-- START GIVEN PASSAGE --

Hong Kong and China equities are mixed today, with Hong Kong markets again outperforming mainland stocks with the HSI has outperforming the CSI300 by 7.64% over the past month. China has announced they may support Telsa self-driving taxi trails, which have help local self driving technology shares, while sporting good manufacturing stocks also jumped after a report that the government will look at policies to promote the upgrade of sports equipment in the country.

  • Hong Kong equities are mixed today the HSTech Index is up 0.25% after falling over 2% on Tuesday, the index is still in bull market territory after climbing 22% from recent lows. The Mainland Property Index is down just over 3% today, and is now trading back below the 200-day EMA, while the wider the HSI is down 0.10%. China onshore markets are outperforming today with the CSI300 down 0.85% although we still hold above the important 200-day EMA, while small-cap indices the CSI1000 and CSI2000 are both down about 1.20%, and the ChiNext down 1%
  • China Northbound saw a -2.12b yuan outflow on Tuesday. Equity flow momentum however remains strong in the short-term with the 5-day average at 6.38b, well above the 20-day average at 0.745b and the 100-day average at 0.75b yuan.

-- END GIVEN PASSAGE --

§ STATED PROBLEM 1: Copy out the part of the listing that runs from its start through the line containing "point(358, 185)", including both ends, and leave the pictures out.

-- START SOURCE RECORDS --

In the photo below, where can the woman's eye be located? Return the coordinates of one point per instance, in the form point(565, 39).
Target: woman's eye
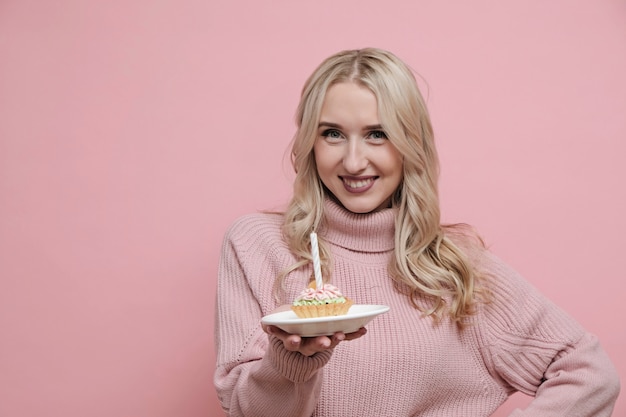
point(331, 134)
point(377, 134)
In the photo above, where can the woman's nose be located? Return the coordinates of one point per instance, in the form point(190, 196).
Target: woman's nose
point(355, 159)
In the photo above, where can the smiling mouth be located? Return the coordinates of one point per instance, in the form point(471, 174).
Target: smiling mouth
point(358, 184)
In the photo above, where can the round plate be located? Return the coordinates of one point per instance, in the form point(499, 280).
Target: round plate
point(358, 316)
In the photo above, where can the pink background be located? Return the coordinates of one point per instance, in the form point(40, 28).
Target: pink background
point(133, 132)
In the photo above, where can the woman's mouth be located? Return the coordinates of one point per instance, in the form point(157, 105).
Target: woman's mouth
point(358, 185)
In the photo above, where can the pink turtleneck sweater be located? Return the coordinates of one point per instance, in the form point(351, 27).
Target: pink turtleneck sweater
point(405, 365)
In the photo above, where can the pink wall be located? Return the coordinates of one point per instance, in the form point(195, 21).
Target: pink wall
point(133, 132)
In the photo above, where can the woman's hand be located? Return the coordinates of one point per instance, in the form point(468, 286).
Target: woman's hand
point(309, 346)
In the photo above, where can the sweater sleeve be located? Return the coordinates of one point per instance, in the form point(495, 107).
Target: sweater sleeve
point(255, 375)
point(532, 346)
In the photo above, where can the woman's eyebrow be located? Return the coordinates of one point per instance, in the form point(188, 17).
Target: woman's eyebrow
point(338, 126)
point(329, 124)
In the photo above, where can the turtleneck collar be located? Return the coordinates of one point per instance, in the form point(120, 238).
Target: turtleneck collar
point(370, 232)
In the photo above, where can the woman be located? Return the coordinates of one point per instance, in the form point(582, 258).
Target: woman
point(464, 330)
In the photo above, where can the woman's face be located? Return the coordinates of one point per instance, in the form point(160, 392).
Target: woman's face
point(354, 158)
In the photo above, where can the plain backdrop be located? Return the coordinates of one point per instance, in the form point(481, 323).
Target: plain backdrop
point(132, 133)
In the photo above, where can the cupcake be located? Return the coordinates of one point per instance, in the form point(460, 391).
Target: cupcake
point(327, 301)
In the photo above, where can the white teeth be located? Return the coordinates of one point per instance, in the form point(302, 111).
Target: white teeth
point(358, 184)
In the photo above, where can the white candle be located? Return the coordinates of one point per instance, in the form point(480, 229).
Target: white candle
point(317, 268)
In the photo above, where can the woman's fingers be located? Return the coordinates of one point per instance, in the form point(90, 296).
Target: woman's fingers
point(309, 346)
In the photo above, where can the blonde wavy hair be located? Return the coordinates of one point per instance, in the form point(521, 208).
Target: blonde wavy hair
point(427, 265)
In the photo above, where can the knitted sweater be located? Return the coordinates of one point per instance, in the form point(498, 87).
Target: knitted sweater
point(406, 365)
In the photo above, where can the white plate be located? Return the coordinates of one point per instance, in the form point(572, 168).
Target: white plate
point(358, 316)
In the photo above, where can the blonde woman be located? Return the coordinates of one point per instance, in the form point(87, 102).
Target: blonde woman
point(464, 330)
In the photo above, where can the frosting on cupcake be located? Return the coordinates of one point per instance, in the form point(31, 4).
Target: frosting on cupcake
point(328, 294)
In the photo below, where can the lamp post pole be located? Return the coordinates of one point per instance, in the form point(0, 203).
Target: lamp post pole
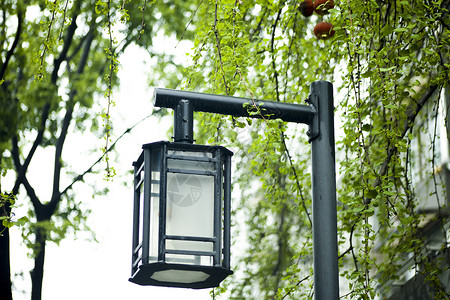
point(319, 115)
point(326, 282)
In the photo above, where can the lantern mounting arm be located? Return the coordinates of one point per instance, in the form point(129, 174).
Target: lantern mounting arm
point(319, 115)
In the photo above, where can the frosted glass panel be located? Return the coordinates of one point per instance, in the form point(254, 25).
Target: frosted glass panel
point(190, 205)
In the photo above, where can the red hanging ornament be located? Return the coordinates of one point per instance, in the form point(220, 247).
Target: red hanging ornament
point(324, 30)
point(306, 8)
point(322, 7)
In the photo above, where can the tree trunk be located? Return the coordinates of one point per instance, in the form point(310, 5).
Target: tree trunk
point(37, 274)
point(5, 269)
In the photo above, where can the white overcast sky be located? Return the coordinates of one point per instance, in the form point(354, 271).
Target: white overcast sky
point(79, 269)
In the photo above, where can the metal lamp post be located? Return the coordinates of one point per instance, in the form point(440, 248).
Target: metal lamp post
point(318, 115)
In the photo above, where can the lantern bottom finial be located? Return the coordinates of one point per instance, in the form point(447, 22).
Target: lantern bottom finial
point(180, 275)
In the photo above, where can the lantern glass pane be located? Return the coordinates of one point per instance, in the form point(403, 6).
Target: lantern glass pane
point(190, 201)
point(154, 204)
point(180, 276)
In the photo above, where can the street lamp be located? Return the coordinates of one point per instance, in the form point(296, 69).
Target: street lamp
point(181, 228)
point(174, 249)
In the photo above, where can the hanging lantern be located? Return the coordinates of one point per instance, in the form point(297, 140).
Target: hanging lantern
point(181, 218)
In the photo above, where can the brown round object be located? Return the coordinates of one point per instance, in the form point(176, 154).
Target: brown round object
point(323, 30)
point(321, 7)
point(306, 8)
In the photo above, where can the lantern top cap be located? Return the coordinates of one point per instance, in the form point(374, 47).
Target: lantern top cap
point(185, 146)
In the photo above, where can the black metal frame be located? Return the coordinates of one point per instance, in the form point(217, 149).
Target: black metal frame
point(319, 115)
point(142, 266)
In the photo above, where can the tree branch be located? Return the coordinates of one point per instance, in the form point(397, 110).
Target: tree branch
point(14, 44)
point(30, 191)
point(56, 195)
point(89, 170)
point(23, 168)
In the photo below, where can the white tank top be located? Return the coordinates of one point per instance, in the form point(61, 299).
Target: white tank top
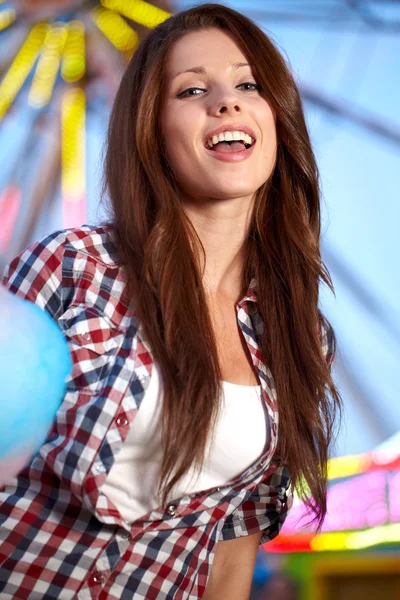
point(241, 436)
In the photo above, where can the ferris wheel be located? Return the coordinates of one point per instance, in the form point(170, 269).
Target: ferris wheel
point(58, 60)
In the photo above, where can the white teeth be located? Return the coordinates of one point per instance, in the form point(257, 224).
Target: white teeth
point(230, 136)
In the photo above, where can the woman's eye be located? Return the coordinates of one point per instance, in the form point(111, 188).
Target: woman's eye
point(191, 92)
point(249, 86)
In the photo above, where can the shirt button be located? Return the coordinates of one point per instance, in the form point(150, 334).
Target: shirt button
point(171, 510)
point(96, 579)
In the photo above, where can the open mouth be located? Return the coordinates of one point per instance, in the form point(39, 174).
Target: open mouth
point(228, 142)
point(227, 147)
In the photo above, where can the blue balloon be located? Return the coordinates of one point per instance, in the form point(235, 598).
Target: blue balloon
point(34, 365)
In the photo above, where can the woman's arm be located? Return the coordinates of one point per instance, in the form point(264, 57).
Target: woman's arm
point(232, 571)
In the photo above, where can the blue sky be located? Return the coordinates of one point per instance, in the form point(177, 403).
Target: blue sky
point(356, 67)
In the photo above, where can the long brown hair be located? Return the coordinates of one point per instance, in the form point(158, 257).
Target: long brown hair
point(162, 257)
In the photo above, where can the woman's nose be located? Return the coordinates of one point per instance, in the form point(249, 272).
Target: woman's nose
point(225, 104)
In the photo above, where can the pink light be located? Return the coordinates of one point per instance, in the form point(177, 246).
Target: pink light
point(362, 502)
point(74, 211)
point(10, 203)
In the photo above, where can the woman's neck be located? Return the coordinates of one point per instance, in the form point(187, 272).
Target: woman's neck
point(223, 228)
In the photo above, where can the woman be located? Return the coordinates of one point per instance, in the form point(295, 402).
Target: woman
point(192, 318)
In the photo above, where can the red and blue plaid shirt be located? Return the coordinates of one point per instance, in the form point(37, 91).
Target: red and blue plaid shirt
point(60, 537)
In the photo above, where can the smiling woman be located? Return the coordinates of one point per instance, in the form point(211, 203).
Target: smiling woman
point(193, 322)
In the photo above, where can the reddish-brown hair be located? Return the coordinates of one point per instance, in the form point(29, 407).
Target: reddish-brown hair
point(161, 254)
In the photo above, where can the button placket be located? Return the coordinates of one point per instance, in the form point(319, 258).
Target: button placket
point(96, 578)
point(171, 510)
point(122, 421)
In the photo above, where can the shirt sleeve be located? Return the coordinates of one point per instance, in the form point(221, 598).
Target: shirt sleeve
point(36, 274)
point(265, 510)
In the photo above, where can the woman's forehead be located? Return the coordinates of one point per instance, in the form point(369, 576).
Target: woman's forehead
point(208, 49)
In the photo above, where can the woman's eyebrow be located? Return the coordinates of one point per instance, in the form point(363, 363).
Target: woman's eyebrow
point(201, 70)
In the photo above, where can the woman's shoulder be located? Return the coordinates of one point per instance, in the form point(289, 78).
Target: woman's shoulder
point(95, 241)
point(74, 265)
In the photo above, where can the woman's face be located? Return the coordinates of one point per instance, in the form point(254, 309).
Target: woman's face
point(219, 132)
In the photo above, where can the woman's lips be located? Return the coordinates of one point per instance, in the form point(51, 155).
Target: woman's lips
point(232, 156)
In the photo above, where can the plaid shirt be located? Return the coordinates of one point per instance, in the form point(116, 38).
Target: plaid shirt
point(60, 537)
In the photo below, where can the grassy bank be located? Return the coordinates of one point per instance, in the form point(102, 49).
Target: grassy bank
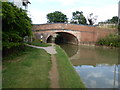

-- END SOURCE RECORDS --

§ STATED PROBLEM 2: Using the market commentary, decide whether each statement agrees with it: (a) The HSTech Index is up today. (b) The Mainland Property Index is trading above its 200-day EMA. (c) China Northbound saw an inflow on Tuesday. Answer yes or no for each, quoting the deciding words.

§ EXPECTED ANSWER 1:
In the photo below, where can the woman's eye be located? Return the coordinates of one point per instance, in the form point(565, 39).
Target: woman's eye
point(331, 134)
point(377, 134)
In the photo above, where can the woman's nose be located? Return the coordinates of one point per instance, in the form point(190, 196).
Target: woman's nose
point(355, 159)
In the photo above, where can the smiling mouth be located? Return the coordinates of one point per instance, in the form point(471, 174).
Target: smiling mouth
point(358, 184)
In the photo above, where can the round plate be located? Return the coordinates of one point per instance, in the form point(499, 280).
Target: round plate
point(358, 316)
In the photo above, where can the pink background be located? Return the coordinates of one point per instance, in the form point(40, 28).
Target: pink background
point(133, 132)
In the photo above, where can the woman's mouth be located? Return the coordinates of one point per instance, in the form point(157, 105).
Target: woman's mouth
point(358, 185)

§ EXPECTED ANSWER 2:
(a) Yes: "the HSTech Index is up 0.25% after falling over 2% on Tuesday"
(b) No: "is now trading back below the 200-day EMA"
(c) No: "China Northbound saw a -2.12b yuan outflow on Tuesday"